▸ **Work instructions**
Please write out the complete listing that follows, exactly as it reads.
— BEGIN Record list —
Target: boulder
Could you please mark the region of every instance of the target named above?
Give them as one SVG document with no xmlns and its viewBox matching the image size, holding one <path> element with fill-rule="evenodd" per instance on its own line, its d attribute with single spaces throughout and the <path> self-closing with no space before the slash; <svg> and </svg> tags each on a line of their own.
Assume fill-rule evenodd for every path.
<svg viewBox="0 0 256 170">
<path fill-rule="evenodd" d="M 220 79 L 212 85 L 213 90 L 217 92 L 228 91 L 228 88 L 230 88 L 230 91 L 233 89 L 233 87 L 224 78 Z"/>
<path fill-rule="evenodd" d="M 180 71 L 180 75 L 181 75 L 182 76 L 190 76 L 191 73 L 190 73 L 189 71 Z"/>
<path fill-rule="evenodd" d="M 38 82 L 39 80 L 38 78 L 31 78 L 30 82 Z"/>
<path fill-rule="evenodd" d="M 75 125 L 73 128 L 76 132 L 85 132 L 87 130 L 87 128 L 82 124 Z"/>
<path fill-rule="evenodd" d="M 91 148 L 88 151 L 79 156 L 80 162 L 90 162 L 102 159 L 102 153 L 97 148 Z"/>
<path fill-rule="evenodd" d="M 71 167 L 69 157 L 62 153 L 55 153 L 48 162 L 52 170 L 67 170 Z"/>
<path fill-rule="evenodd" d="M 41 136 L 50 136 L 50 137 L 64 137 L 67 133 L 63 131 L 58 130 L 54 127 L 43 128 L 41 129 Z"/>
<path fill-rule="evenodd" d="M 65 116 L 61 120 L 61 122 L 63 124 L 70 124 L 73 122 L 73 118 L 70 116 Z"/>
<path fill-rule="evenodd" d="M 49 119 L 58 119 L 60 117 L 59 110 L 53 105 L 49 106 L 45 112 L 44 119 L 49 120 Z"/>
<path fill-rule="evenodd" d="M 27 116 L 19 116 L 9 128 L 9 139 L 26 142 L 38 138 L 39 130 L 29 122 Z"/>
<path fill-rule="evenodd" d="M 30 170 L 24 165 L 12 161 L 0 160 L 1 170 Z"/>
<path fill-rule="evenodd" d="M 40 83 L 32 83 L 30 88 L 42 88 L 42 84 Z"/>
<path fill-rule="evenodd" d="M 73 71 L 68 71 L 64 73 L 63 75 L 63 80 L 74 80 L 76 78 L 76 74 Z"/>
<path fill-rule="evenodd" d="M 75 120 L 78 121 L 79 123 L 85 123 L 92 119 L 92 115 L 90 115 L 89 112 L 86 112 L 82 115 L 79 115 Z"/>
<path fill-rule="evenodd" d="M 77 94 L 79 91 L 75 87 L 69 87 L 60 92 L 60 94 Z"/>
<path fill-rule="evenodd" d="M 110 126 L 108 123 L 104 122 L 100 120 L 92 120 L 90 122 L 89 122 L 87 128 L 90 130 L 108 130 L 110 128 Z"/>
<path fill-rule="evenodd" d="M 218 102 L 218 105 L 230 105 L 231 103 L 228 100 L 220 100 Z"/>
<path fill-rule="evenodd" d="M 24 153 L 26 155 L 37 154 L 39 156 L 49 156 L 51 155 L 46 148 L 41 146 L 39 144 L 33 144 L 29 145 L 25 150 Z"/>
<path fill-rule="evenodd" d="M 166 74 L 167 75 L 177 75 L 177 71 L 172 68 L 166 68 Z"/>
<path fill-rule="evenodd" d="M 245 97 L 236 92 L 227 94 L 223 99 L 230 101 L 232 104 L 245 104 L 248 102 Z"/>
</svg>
— END Record list —
▸ **Result for this exercise**
Target: boulder
Could you please mark the region of every instance of the target named above?
Give them as one SVG document with no xmlns and its viewBox matching the image size, holding one <path> element with fill-rule="evenodd" per instance on its own line, its d attribute with single spaces throughout and the <path> self-closing with no space before the slash; <svg> and </svg> tags each on a line of their own.
Assume fill-rule evenodd for every path.
<svg viewBox="0 0 256 170">
<path fill-rule="evenodd" d="M 220 79 L 212 85 L 213 90 L 217 92 L 228 91 L 228 88 L 230 88 L 230 91 L 233 89 L 233 87 L 224 78 Z"/>
<path fill-rule="evenodd" d="M 180 71 L 180 75 L 181 75 L 182 76 L 190 76 L 191 73 L 190 73 L 189 71 Z"/>
<path fill-rule="evenodd" d="M 38 82 L 39 80 L 38 78 L 31 78 L 30 82 Z"/>
<path fill-rule="evenodd" d="M 75 125 L 73 128 L 76 132 L 85 132 L 87 130 L 87 128 L 82 124 Z"/>
<path fill-rule="evenodd" d="M 91 148 L 88 151 L 79 156 L 80 162 L 90 162 L 102 159 L 102 153 L 97 148 Z"/>
<path fill-rule="evenodd" d="M 71 167 L 69 157 L 62 153 L 55 153 L 48 162 L 52 170 L 67 170 Z"/>
<path fill-rule="evenodd" d="M 41 136 L 50 136 L 50 137 L 64 137 L 67 133 L 63 131 L 58 130 L 54 127 L 43 128 L 41 129 Z"/>
<path fill-rule="evenodd" d="M 65 116 L 61 120 L 61 122 L 63 124 L 70 124 L 73 122 L 73 118 L 70 116 Z"/>
<path fill-rule="evenodd" d="M 49 119 L 58 119 L 60 117 L 59 110 L 53 105 L 49 106 L 45 112 L 44 119 L 49 120 Z"/>
<path fill-rule="evenodd" d="M 27 116 L 19 116 L 9 128 L 9 139 L 26 142 L 38 138 L 39 130 L 29 122 Z"/>
<path fill-rule="evenodd" d="M 30 170 L 24 165 L 12 161 L 0 160 L 1 170 Z"/>
<path fill-rule="evenodd" d="M 40 83 L 32 83 L 30 88 L 42 88 L 42 84 Z"/>
<path fill-rule="evenodd" d="M 73 71 L 68 71 L 64 73 L 63 75 L 63 80 L 74 80 L 76 78 L 76 74 Z"/>
<path fill-rule="evenodd" d="M 75 120 L 78 121 L 79 123 L 85 123 L 92 119 L 92 115 L 90 115 L 89 112 L 86 112 L 82 115 L 79 115 Z"/>
<path fill-rule="evenodd" d="M 77 94 L 79 91 L 75 87 L 69 87 L 60 92 L 60 94 Z"/>
<path fill-rule="evenodd" d="M 110 126 L 108 123 L 104 122 L 100 120 L 92 120 L 90 122 L 89 122 L 87 128 L 90 130 L 108 130 L 110 128 Z"/>
<path fill-rule="evenodd" d="M 218 102 L 218 105 L 230 105 L 231 103 L 228 100 L 220 100 Z"/>
<path fill-rule="evenodd" d="M 24 153 L 26 155 L 37 154 L 39 156 L 49 156 L 51 155 L 46 148 L 41 146 L 39 144 L 33 144 L 29 145 L 25 150 Z"/>
<path fill-rule="evenodd" d="M 166 74 L 167 75 L 177 75 L 177 71 L 172 68 L 166 68 Z"/>
<path fill-rule="evenodd" d="M 245 97 L 236 92 L 227 94 L 223 99 L 230 101 L 232 104 L 245 104 L 248 102 Z"/>
</svg>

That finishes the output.